Return the data below verbatim, every line in its original order and wording.

==== STORED DATA ====

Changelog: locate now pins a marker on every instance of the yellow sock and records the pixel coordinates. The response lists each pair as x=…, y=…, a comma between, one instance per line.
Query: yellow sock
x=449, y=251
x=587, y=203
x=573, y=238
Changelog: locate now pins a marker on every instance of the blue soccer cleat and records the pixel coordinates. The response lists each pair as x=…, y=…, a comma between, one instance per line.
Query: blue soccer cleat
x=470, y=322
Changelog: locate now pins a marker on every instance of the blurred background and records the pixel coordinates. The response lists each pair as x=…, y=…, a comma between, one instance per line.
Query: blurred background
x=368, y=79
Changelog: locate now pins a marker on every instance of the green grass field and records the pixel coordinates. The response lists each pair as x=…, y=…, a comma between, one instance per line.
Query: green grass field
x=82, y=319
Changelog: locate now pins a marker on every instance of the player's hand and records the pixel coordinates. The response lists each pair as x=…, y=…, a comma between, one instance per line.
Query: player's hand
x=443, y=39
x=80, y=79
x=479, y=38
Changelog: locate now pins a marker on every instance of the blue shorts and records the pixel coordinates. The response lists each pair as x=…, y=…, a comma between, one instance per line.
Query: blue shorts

====

EXPECTED ANSWER:
Changelog: locate now pins a marker on every instance of the yellow sock and records the pixel coordinates. The response lists each pair as x=…, y=…, a comma between, one instance per line.
Query: yellow sock
x=449, y=251
x=587, y=203
x=573, y=238
Changelog: locate now pins a marker on every instance of the blue soccer cleat and records the pixel coordinates. The response lists each pair as x=…, y=…, a comma between, one instance per line.
Query: blue soccer cleat
x=470, y=322
Changelog: locate now pins a marker on every instance of the blurred background and records the pixel coordinates. The response lists each pair as x=…, y=…, a comma between, one instance per line.
Query: blurred background
x=368, y=79
Changelog: locate now pins a marker on every instance of the green grass field and records the pixel coordinates. The response lists each pair as x=…, y=…, a comma between, one instance per line.
Query: green grass field
x=82, y=319
Changelog: locate now pins a marker on every instance of the player's hand and records the pixel coordinates. The response lists each pair as x=…, y=…, a comma between, one instance per line.
Query: player's hand
x=443, y=39
x=80, y=79
x=479, y=38
Changelog: locate now pins a marker on every instance of the blue shorts and records the pixel coordinates. The response lists each pair as x=…, y=…, a comma between, one instance per line.
Query: blue shorts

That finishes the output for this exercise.